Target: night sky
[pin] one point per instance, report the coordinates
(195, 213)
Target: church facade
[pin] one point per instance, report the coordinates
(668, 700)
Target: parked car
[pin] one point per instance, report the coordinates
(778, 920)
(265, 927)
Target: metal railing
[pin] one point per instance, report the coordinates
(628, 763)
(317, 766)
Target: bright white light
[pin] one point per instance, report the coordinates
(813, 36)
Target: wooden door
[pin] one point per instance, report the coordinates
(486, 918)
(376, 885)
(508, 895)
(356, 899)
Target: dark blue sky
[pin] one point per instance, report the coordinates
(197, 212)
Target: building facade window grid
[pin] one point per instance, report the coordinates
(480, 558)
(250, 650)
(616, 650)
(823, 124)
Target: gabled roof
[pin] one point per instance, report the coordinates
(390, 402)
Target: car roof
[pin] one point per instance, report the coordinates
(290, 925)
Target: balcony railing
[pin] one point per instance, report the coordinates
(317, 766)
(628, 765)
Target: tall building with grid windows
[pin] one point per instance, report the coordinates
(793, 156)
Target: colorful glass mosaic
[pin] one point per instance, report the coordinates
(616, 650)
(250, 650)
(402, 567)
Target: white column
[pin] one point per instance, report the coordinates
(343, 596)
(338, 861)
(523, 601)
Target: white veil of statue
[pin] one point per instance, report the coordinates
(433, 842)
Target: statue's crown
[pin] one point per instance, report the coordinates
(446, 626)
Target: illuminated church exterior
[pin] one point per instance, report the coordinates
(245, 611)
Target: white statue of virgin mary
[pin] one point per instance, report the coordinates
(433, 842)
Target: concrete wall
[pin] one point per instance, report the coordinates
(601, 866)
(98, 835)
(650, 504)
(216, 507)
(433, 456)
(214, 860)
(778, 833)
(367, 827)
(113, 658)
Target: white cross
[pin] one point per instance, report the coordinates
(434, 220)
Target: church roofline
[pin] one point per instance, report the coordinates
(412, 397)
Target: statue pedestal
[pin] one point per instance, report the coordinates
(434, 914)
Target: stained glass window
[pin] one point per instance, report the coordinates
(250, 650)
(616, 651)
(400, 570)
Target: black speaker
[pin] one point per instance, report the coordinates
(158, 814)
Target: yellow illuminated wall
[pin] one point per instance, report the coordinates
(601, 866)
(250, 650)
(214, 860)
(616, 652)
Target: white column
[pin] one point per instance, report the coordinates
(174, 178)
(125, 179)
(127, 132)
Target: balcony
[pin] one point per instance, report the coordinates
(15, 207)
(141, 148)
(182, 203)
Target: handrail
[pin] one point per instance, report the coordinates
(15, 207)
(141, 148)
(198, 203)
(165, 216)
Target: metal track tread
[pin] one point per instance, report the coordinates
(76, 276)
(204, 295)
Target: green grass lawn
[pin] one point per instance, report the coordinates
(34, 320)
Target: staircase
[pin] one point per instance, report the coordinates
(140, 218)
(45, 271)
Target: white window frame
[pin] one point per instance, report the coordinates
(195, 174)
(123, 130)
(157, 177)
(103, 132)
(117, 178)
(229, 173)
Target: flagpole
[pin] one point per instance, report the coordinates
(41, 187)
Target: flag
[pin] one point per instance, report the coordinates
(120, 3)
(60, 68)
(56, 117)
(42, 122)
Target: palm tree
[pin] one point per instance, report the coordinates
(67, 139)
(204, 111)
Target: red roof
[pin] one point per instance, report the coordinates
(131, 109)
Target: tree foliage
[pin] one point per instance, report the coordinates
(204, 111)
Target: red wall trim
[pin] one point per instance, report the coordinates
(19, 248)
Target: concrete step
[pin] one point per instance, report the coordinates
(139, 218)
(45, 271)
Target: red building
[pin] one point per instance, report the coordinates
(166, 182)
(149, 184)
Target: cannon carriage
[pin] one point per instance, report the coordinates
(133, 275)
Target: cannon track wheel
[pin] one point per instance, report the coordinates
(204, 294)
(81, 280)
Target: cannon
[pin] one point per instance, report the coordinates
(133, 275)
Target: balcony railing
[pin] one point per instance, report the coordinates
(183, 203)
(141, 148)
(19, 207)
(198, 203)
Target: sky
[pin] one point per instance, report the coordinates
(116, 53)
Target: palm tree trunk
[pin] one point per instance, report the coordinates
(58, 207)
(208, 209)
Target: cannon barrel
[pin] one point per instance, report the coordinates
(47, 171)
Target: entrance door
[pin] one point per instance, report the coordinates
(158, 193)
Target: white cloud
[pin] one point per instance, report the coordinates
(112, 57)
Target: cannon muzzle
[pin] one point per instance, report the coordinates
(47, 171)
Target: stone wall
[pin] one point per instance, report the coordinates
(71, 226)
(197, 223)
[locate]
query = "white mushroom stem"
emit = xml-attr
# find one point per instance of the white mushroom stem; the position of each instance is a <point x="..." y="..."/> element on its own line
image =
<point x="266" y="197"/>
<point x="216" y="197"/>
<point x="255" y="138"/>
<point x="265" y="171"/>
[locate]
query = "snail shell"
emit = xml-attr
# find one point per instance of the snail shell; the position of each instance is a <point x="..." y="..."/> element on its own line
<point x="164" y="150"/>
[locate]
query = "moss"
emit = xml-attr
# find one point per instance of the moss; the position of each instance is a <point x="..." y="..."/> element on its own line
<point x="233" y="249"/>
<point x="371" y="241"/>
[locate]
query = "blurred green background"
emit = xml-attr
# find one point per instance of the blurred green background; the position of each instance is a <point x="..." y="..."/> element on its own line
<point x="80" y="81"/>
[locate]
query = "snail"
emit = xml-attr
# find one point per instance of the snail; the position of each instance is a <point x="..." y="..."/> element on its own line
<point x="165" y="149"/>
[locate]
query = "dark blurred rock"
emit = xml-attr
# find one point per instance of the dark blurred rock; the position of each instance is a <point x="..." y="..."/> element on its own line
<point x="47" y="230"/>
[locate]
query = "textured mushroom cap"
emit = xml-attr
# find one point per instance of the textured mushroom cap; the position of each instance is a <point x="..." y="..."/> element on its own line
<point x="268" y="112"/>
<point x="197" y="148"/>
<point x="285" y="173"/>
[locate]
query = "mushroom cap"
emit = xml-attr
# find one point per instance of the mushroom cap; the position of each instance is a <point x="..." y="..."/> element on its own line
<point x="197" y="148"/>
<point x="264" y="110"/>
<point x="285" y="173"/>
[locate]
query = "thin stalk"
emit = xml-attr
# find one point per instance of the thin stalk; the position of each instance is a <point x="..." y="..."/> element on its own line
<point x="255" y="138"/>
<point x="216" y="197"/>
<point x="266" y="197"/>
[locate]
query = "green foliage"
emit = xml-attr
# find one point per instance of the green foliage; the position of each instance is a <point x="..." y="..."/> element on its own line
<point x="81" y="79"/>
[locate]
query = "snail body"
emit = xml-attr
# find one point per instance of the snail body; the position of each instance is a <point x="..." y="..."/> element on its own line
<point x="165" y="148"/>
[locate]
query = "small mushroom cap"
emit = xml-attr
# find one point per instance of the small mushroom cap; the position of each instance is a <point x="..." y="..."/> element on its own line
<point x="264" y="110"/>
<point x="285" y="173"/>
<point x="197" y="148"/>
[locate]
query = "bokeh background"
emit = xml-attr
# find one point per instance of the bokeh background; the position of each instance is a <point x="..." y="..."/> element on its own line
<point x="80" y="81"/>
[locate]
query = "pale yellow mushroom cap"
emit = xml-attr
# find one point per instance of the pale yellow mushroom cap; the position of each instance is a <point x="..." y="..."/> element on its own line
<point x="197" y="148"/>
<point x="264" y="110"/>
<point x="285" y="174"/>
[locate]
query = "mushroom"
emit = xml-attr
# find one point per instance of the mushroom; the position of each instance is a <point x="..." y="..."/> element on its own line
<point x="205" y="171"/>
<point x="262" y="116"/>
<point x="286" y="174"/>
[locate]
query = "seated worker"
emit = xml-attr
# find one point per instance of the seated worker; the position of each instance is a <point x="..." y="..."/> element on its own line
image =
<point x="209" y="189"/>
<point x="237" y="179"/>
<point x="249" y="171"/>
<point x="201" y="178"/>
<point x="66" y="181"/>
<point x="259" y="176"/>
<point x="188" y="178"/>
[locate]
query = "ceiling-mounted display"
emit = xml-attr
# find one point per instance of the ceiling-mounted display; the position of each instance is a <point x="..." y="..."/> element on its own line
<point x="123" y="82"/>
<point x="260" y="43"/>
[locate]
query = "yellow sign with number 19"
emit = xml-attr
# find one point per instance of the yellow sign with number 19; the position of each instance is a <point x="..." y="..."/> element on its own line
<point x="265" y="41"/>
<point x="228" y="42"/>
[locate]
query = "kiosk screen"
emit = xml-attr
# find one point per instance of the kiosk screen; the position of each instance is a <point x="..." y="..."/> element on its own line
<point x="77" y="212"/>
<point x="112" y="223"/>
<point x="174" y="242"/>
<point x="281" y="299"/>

┄┄┄┄┄┄

▶ _WORK ITEM_: Starting with the line with "Target: yellow illuminated wall" above and going on through the line with "Target: handrail", transcribe every line exactly, both ends included, and add nothing.

▶ _REPLY_:
Target: yellow illuminated wall
[pin] one point per instance, report the coordinates
(601, 866)
(250, 650)
(214, 860)
(616, 652)
Target: white column
[pin] one point per instance, report the coordinates
(174, 178)
(125, 179)
(127, 132)
Target: balcony
[pin] one point per instance, report the coordinates
(15, 207)
(141, 148)
(182, 203)
Target: handrail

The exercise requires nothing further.